**Region outline entries:**
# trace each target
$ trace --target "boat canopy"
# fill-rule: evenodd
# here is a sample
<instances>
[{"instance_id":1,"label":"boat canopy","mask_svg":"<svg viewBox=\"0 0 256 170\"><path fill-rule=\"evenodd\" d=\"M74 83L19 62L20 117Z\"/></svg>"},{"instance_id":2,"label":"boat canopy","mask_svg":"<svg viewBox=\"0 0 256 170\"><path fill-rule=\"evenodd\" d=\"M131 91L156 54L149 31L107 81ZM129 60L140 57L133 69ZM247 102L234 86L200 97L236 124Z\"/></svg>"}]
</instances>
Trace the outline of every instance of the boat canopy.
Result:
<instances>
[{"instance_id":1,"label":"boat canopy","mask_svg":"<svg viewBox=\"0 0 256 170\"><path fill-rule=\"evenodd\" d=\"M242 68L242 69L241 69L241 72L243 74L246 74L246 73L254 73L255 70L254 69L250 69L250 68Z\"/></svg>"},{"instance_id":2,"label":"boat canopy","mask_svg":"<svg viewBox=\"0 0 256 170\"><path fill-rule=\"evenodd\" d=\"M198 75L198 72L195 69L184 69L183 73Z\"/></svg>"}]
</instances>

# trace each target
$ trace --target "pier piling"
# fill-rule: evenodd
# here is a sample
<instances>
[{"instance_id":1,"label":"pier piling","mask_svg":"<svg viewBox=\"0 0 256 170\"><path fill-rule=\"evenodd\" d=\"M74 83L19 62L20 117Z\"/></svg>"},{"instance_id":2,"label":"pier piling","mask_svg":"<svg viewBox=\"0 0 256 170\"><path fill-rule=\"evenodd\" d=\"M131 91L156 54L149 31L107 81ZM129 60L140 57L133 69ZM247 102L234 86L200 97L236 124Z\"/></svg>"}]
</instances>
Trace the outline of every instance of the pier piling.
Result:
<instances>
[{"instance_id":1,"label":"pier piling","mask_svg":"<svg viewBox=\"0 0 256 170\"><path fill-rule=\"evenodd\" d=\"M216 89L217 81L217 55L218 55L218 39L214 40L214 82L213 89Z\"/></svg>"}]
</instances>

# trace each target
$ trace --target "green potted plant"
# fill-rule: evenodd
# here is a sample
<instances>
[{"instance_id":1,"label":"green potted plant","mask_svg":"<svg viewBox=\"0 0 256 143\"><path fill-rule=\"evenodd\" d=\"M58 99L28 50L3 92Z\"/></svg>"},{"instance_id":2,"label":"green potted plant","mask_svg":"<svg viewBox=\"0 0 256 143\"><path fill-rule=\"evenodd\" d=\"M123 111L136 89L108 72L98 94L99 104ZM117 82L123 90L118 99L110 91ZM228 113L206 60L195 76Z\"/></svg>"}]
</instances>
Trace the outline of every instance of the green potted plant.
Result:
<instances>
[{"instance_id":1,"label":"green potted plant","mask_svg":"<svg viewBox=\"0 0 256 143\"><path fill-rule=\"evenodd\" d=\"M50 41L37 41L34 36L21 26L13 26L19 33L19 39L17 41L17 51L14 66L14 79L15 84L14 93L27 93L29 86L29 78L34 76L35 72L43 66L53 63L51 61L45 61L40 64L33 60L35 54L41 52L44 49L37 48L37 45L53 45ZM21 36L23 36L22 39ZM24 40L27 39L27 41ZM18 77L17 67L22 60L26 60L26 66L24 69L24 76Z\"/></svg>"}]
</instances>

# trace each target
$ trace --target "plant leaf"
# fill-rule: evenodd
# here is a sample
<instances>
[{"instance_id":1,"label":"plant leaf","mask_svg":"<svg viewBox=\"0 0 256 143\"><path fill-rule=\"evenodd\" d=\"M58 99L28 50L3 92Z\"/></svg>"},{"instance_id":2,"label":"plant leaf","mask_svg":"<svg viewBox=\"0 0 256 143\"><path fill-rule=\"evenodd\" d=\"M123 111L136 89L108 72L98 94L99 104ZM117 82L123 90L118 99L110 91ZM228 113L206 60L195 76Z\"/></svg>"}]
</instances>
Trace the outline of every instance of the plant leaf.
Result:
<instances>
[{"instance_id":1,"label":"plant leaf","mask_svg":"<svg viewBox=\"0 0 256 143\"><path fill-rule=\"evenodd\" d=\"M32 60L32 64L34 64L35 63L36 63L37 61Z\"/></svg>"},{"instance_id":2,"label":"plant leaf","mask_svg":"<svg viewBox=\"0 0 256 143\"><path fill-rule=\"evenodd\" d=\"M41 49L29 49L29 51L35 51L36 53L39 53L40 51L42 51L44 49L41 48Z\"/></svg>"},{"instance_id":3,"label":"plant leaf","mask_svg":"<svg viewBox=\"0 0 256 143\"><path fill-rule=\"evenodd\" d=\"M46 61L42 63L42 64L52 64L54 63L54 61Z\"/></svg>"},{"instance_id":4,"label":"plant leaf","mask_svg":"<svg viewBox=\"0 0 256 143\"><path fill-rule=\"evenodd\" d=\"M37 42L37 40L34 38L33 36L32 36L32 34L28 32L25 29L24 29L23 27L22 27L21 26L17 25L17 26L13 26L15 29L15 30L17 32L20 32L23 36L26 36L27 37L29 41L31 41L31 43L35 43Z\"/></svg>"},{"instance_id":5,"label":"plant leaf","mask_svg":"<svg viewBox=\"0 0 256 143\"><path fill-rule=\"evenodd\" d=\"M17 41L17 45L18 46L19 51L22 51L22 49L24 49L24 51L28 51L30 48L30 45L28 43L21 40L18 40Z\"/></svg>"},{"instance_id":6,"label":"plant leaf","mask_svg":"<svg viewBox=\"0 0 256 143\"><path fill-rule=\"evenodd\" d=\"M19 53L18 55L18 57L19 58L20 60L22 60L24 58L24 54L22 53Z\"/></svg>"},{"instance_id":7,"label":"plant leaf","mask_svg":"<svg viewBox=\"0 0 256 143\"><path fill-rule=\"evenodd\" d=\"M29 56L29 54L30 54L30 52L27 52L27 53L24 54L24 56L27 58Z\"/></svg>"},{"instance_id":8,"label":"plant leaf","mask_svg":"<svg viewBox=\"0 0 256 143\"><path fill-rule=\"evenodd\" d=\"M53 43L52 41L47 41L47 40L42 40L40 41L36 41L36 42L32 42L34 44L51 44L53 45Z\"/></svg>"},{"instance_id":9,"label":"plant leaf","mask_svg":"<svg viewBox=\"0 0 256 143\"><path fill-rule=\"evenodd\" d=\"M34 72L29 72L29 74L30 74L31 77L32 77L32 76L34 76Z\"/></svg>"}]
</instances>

**Written exercise:** Repeat the records above exactly, leaving none out.

**Finished exercise:**
# trace each target
$ trace --target "boat canopy"
# fill-rule: evenodd
# here is a sample
<instances>
[{"instance_id":1,"label":"boat canopy","mask_svg":"<svg viewBox=\"0 0 256 170\"><path fill-rule=\"evenodd\" d=\"M74 83L19 62L20 117Z\"/></svg>"},{"instance_id":2,"label":"boat canopy","mask_svg":"<svg viewBox=\"0 0 256 170\"><path fill-rule=\"evenodd\" d=\"M131 91L156 54L149 31L107 81ZM129 60L140 57L133 69ZM247 102L234 86L200 97L236 124Z\"/></svg>"}]
</instances>
Trace the outline of every instance of the boat canopy.
Result:
<instances>
[{"instance_id":1,"label":"boat canopy","mask_svg":"<svg viewBox=\"0 0 256 170\"><path fill-rule=\"evenodd\" d=\"M242 68L242 69L241 69L241 72L243 74L246 74L246 73L254 73L255 70L254 69L250 69L250 68Z\"/></svg>"},{"instance_id":2,"label":"boat canopy","mask_svg":"<svg viewBox=\"0 0 256 170\"><path fill-rule=\"evenodd\" d=\"M198 75L198 72L195 69L184 69L183 73Z\"/></svg>"}]
</instances>

# trace each target
$ trace --target "pier piling"
# fill-rule: evenodd
# here is a sample
<instances>
[{"instance_id":1,"label":"pier piling","mask_svg":"<svg viewBox=\"0 0 256 170\"><path fill-rule=\"evenodd\" d=\"M74 83L19 62L20 117Z\"/></svg>"},{"instance_id":2,"label":"pier piling","mask_svg":"<svg viewBox=\"0 0 256 170\"><path fill-rule=\"evenodd\" d=\"M131 91L156 54L149 31L107 81ZM129 60L140 57L133 69ZM247 102L234 86L200 97L236 124Z\"/></svg>"}]
</instances>
Trace the outline of every instance of the pier piling.
Result:
<instances>
[{"instance_id":1,"label":"pier piling","mask_svg":"<svg viewBox=\"0 0 256 170\"><path fill-rule=\"evenodd\" d=\"M216 89L217 81L217 55L218 55L218 39L214 40L214 82L213 89Z\"/></svg>"}]
</instances>

# trace each target
$ trace --target "green potted plant"
# fill-rule: evenodd
# here is a sample
<instances>
[{"instance_id":1,"label":"green potted plant","mask_svg":"<svg viewBox=\"0 0 256 143\"><path fill-rule=\"evenodd\" d=\"M58 99L28 50L3 92Z\"/></svg>"},{"instance_id":2,"label":"green potted plant","mask_svg":"<svg viewBox=\"0 0 256 143\"><path fill-rule=\"evenodd\" d=\"M123 111L136 89L108 72L98 94L99 104ZM117 82L123 90L118 99L110 91ZM228 113L206 60L195 76Z\"/></svg>"}]
</instances>
Trace the outline of every instance of the green potted plant.
Result:
<instances>
[{"instance_id":1,"label":"green potted plant","mask_svg":"<svg viewBox=\"0 0 256 143\"><path fill-rule=\"evenodd\" d=\"M50 41L37 41L34 36L21 26L13 26L19 33L19 39L17 41L17 51L14 66L14 79L15 84L14 93L27 93L29 86L29 78L34 76L35 72L43 66L53 63L51 61L45 61L40 64L33 60L35 54L41 52L44 49L37 48L37 45L53 45ZM21 36L23 36L22 39ZM24 40L27 39L27 41ZM18 77L17 67L22 60L26 60L26 66L24 69L24 76Z\"/></svg>"}]
</instances>

# trace each target
$ trace --target "plant leaf"
# fill-rule: evenodd
# here is a sample
<instances>
[{"instance_id":1,"label":"plant leaf","mask_svg":"<svg viewBox=\"0 0 256 143\"><path fill-rule=\"evenodd\" d=\"M58 99L28 50L3 92Z\"/></svg>"},{"instance_id":2,"label":"plant leaf","mask_svg":"<svg viewBox=\"0 0 256 143\"><path fill-rule=\"evenodd\" d=\"M123 111L136 89L108 72L98 94L99 104ZM117 82L123 90L118 99L110 91ZM228 113L206 60L195 76Z\"/></svg>"}]
</instances>
Trace the outline of every instance of the plant leaf.
Result:
<instances>
[{"instance_id":1,"label":"plant leaf","mask_svg":"<svg viewBox=\"0 0 256 143\"><path fill-rule=\"evenodd\" d=\"M32 60L32 64L34 64L35 63L36 63L37 61Z\"/></svg>"},{"instance_id":2,"label":"plant leaf","mask_svg":"<svg viewBox=\"0 0 256 143\"><path fill-rule=\"evenodd\" d=\"M41 49L29 49L29 51L35 51L36 53L39 53L40 51L42 51L44 49L41 48Z\"/></svg>"},{"instance_id":3,"label":"plant leaf","mask_svg":"<svg viewBox=\"0 0 256 143\"><path fill-rule=\"evenodd\" d=\"M46 61L42 63L42 64L52 64L54 63L54 61Z\"/></svg>"},{"instance_id":4,"label":"plant leaf","mask_svg":"<svg viewBox=\"0 0 256 143\"><path fill-rule=\"evenodd\" d=\"M37 42L37 40L34 38L33 36L32 36L32 34L28 32L25 29L24 29L23 27L22 27L21 26L17 25L17 26L13 26L15 29L15 30L17 32L20 32L23 36L26 36L27 37L29 41L31 41L31 43L35 43Z\"/></svg>"},{"instance_id":5,"label":"plant leaf","mask_svg":"<svg viewBox=\"0 0 256 143\"><path fill-rule=\"evenodd\" d=\"M17 41L17 45L18 46L19 51L22 51L22 49L24 49L24 51L28 51L30 48L30 45L28 43L21 40L18 40Z\"/></svg>"},{"instance_id":6,"label":"plant leaf","mask_svg":"<svg viewBox=\"0 0 256 143\"><path fill-rule=\"evenodd\" d=\"M19 53L18 55L18 57L19 58L20 60L22 60L24 58L24 54L22 53Z\"/></svg>"},{"instance_id":7,"label":"plant leaf","mask_svg":"<svg viewBox=\"0 0 256 143\"><path fill-rule=\"evenodd\" d=\"M29 56L29 54L30 54L30 52L27 52L27 53L24 54L24 56L27 58Z\"/></svg>"},{"instance_id":8,"label":"plant leaf","mask_svg":"<svg viewBox=\"0 0 256 143\"><path fill-rule=\"evenodd\" d=\"M53 43L52 41L47 41L47 40L42 40L40 41L36 41L36 42L32 42L34 44L51 44L53 45Z\"/></svg>"},{"instance_id":9,"label":"plant leaf","mask_svg":"<svg viewBox=\"0 0 256 143\"><path fill-rule=\"evenodd\" d=\"M34 72L29 72L29 74L30 74L31 77L32 77L32 76L34 76Z\"/></svg>"}]
</instances>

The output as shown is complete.